* [Problem details]: Using the material below, print the line that contains "Accessibility tool request: describe where the blue", the line that contains "Accessibility tool request: describe where the pine", and every line in between, exactly and nothing else.

* [Supplied entries]:
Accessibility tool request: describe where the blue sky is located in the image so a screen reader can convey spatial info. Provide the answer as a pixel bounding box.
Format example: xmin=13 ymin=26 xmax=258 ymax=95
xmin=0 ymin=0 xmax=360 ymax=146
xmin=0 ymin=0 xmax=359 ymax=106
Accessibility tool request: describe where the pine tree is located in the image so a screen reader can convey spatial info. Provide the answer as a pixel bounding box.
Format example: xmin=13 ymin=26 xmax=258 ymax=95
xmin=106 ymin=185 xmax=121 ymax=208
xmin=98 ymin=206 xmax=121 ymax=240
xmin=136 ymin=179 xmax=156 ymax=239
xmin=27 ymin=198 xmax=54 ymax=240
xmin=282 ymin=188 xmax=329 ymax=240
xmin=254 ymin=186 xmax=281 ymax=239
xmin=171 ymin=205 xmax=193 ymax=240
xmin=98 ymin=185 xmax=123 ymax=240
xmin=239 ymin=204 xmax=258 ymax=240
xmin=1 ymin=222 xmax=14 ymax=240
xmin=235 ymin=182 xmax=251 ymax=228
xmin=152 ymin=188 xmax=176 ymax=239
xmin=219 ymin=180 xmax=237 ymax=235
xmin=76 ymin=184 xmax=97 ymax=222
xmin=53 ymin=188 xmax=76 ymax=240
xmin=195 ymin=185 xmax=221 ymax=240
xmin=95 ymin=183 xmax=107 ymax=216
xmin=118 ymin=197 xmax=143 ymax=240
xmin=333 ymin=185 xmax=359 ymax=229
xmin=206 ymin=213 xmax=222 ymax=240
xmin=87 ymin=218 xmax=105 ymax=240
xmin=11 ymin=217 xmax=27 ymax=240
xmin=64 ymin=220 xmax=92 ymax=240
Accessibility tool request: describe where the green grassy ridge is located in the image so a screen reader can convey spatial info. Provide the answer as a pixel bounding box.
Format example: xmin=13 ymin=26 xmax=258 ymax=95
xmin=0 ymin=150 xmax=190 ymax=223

...

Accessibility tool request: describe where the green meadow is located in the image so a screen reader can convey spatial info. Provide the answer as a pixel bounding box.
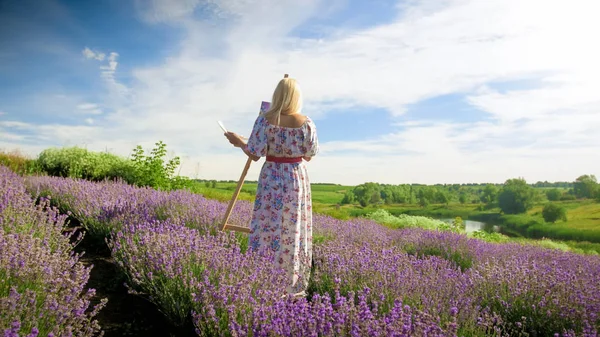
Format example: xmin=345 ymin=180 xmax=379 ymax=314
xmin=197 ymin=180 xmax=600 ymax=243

==

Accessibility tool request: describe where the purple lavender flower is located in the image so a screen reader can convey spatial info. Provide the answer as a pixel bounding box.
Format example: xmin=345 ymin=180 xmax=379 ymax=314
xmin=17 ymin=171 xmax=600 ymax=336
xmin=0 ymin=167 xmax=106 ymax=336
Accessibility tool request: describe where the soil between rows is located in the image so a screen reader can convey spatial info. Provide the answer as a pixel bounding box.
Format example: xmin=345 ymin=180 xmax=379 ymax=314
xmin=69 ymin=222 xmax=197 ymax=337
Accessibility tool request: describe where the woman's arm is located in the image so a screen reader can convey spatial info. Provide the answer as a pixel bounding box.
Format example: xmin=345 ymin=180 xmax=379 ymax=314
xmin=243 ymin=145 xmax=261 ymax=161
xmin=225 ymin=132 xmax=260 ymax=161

* [Result below]:
Accessibility tool request: describe where the blue sky is located in the image so a screen reader can convey spatial info. Provide the answer as a pixel bounding box.
Format example: xmin=13 ymin=26 xmax=258 ymax=95
xmin=0 ymin=0 xmax=360 ymax=146
xmin=0 ymin=0 xmax=359 ymax=106
Accessibility tool request: describe where the pine tree is located in the image so a screen reader can convey spatial info. Provide the answer as a pixel bounding box.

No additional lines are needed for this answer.